(Beginning of Extract to read)

I recognize this guy

What forms our consciousness? What gives us our sense of “self”? 

This question has always fascinated me, as it has thousands of people. Since fully realizing and wholly coming to live my non-binary trans identity, though, this question has acquired a deeper meaning, maybe more complicated and/or simply more personal. 

As I stepped out of the shower last night, I saw my reflection in the cabinet mirror: my head, my face, my neck and shoulders and the upper part of my chest, to just below my nipples & pecs. And I recognized myself. 

“Of course”, you’ll say, “of course you recognized that person in the mirror!”

But no, that’s not all I mean. 

I recognized myself more wholly than almost ever before. “I recognize this guy” was the thought that went through my head. And the feeling that went through my soul was, “This guy has always been there, has always been me”. 

Of course, I have always recognized myself in the mirror, as in superficially known who that reflection belonged to and who I am. Superficially. On the surface. Mirrors have always been reflecting my image back to me and I’ve always recognized “I as I”. 

But last night the recognition was deep, profound, as if the reflected image finally reconciled with my soul but also with the deep knowledge — a knowledge that went into the bones, a bodily knowledge, a knowledge that went beyond rationality and filled the soul — that this “guy me” has always been there, has always been “the true I”.

(End of Extract to read)
(Beginning of Given data)

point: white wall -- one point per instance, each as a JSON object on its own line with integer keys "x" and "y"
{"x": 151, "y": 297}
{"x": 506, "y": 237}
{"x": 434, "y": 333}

(End of Given data)

## Questions on the material
[1] Copy the stretch of the mirror essay from "I recognize this guy" through "simply more personal.".
[2] Carry on the mirror essay from the point where it stops.

## Your responses
[1]
I recognize this guy

What forms our consciousness? What gives us our sense of “self”? 

This question has always fascinated me, as it has thousands of people. Since fully realizing and wholly coming to live my non-binary trans identity, though, this question has acquired a deeper meaning, maybe more complicated and/or simply more personal.

[2]
I had a similar feeling almost a year & a half ago, when I went to my first post-op medical appointment after my gender-affirming top-surgery and saw my new (& still battered) boy-chest and blurted out, “Oh my god, that’s real me…! I’m really trans!” 

It’s hard to put such a complex and mid-boggling feeling into words… words fall short, inevitably. 

But it’s also intriguing… What is it that makes me, us, feel this way? 

What is it that makes me feel that only now, at last, the way I look on the outside (despite this temporary wave of dysmorphia) corresponds to how I feel on the inside? And, moreover, that this feeling on the inside has always been there, I’ve always known it, despite all the social conditioning and pressure to make it (& make me) otherwise? 

I don’t know, I don’t fully understand it. But I do know that this is probably the main reason that for me I am not transitioning. While I understand the choice and/or meaning of the words transition/transitioning (even etymologically) and respect whoever feels that way, that’s not my truth, not the truth of my gender-journey, or of my journey in general: for me, it’s about having “my inside align with my outside” and coming into my “self” wholly — but this self of mine has always been there. Which is why “I recognize this guy” when I look at myself in the mirror now, feeling that “this guy” has always been there, all along, no matter how I look(ed).

… Would my father ever have been able to recognize “this guy”, too?